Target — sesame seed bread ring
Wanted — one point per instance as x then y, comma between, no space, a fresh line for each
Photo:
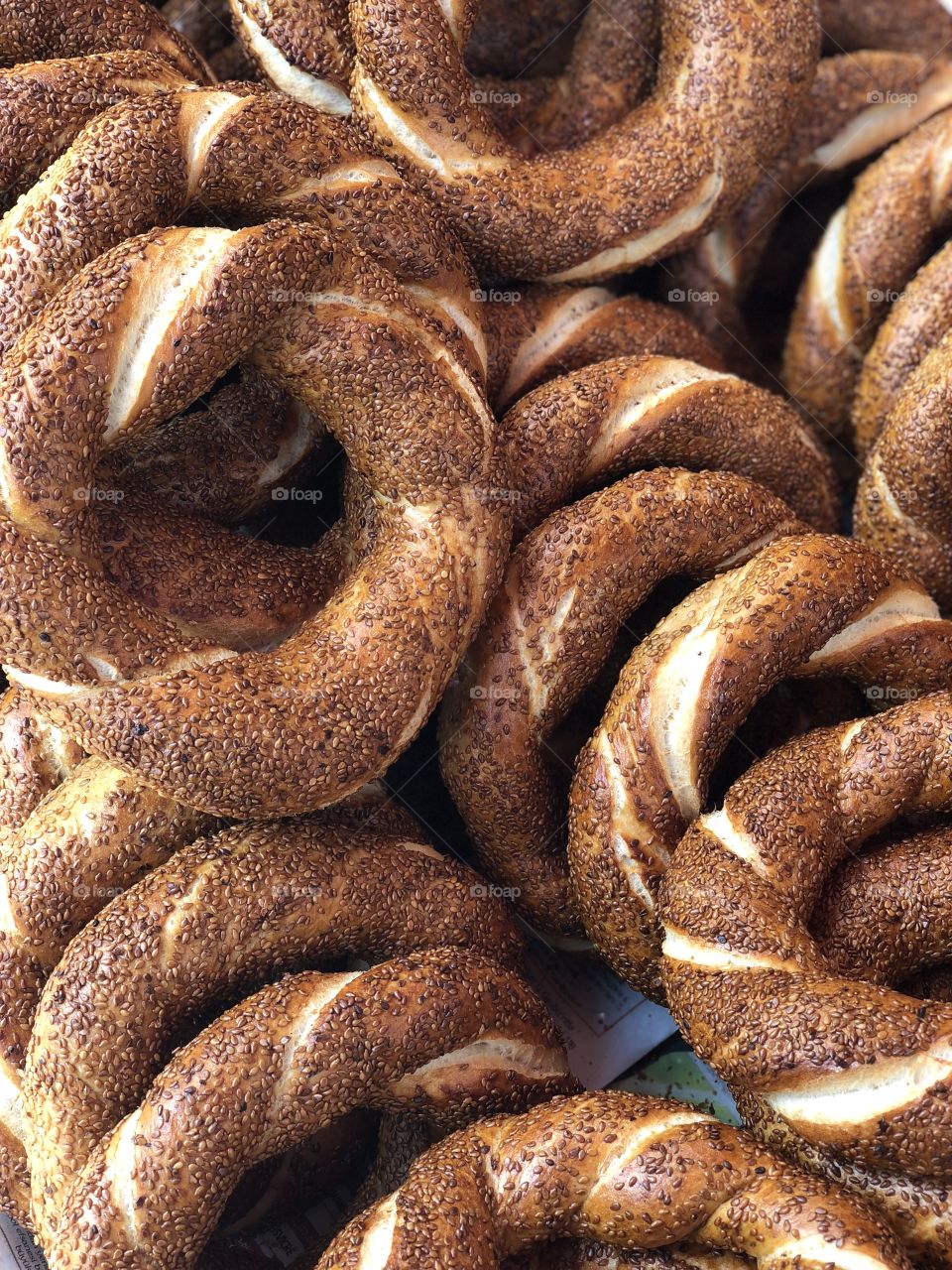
90,837
918,26
225,916
811,604
308,721
60,98
625,1170
858,104
919,1209
35,758
869,254
212,151
601,208
445,1034
919,320
599,422
876,908
538,333
32,31
901,502
852,1066
569,588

• • •

- _YOUR OBJECTIVE_
Beginning with the line that includes "Wanted — one" and ending with the last line of the material, reproduce those lines exactly and nothing else, with no pictures.

- _WRITTEN RESPONSE_
Wanted — one point per instance as x then y, comma between, no space, a fresh line for each
Photo:
90,837
918,26
225,916
811,604
308,721
60,98
625,1170
858,104
919,1209
35,758
869,254
212,151
601,208
445,1034
919,320
599,422
876,908
538,333
32,31
901,502
852,1066
569,588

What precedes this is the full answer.